→ **Consigne A**: Extrayez mot pour mot du document le passage qui commence par les mots contenant « Et la bonne » et qui finit par « curiosité est satisfaite... ».
→ **Consigne B**: D'après le document, à qui la dame est-elle invitée à communiquer son cahier ?

→ **Document**:
Et la bonne dame tire de son sac, avec mille précautions, un cahier de papier blanc où j'aperçois, inscrit en caractères gothiques, ce titre plein de promesses: L'Ecole des Barbons, comédie en cinq actes, en vers, par M. J. Poquelin de Molière. Je tourne le feuillet, et je discerne quelques vers visiblement imités de l'Honneur et l'argent, de François Ponsard. Ma curiosité est satisfaite...
— Mon Dieu, madame, je n'aurais pas personnellement l'emploi de ce document. Je vous engage à le communiquer à M. Monval, archiviste de la Comédie-Française, qui le lira avec beaucoup d'intérêt.
Combien d'autres originaux défilent chez nous ! Il y a l'officier en retraite qui veut absolument réformer la loi militaire; l'ancien magistrat qui traduit en vers les œuvres d'Horace (celui-là est éternel et classique); l'oncle qui vient nous recommander les débuts de son neveu, jeune romancier plein d'espérance: ou le neveu lui-même, qui ne laissant à personne le soin de le présenter, nous offre l'hommage de son volume et sollicite un compte rendu dans les prochaines Annales...

→ **Matériel recueilli**:
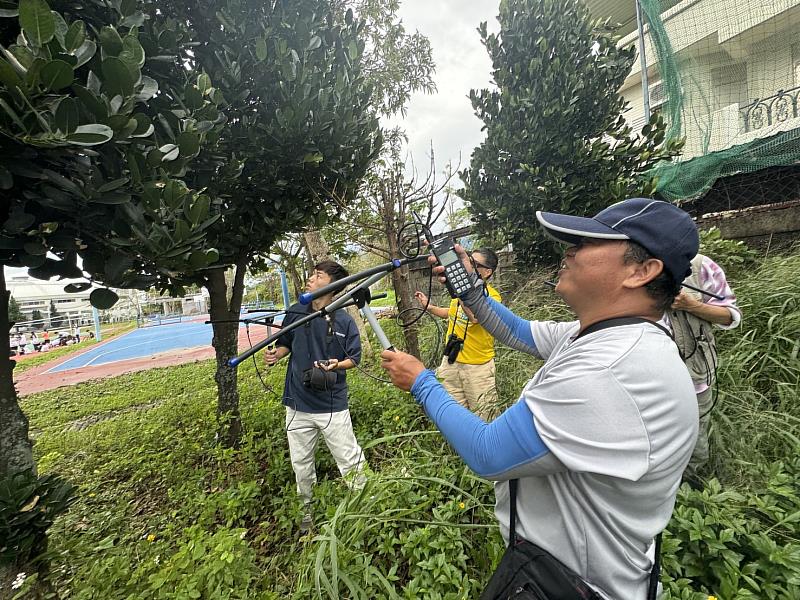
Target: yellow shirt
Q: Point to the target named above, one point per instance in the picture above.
(478, 344)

→ **Réponse rédigée A**:
Et la bonne dame tire de son sac, avec mille précautions, un cahier de papier blanc où j'aperçois, inscrit en caractères gothiques, ce titre plein de promesses: L'Ecole des Barbons, comédie en cinq actes, en vers, par M. J. Poquelin de Molière. Je tourne le feuillet, et je discerne quelques vers visiblement imités de l'Honneur et l'argent, de François Ponsard. Ma curiosité est satisfaite...

→ **Réponse rédigée B**: À M. Monval, archiviste de la Comédie-Française.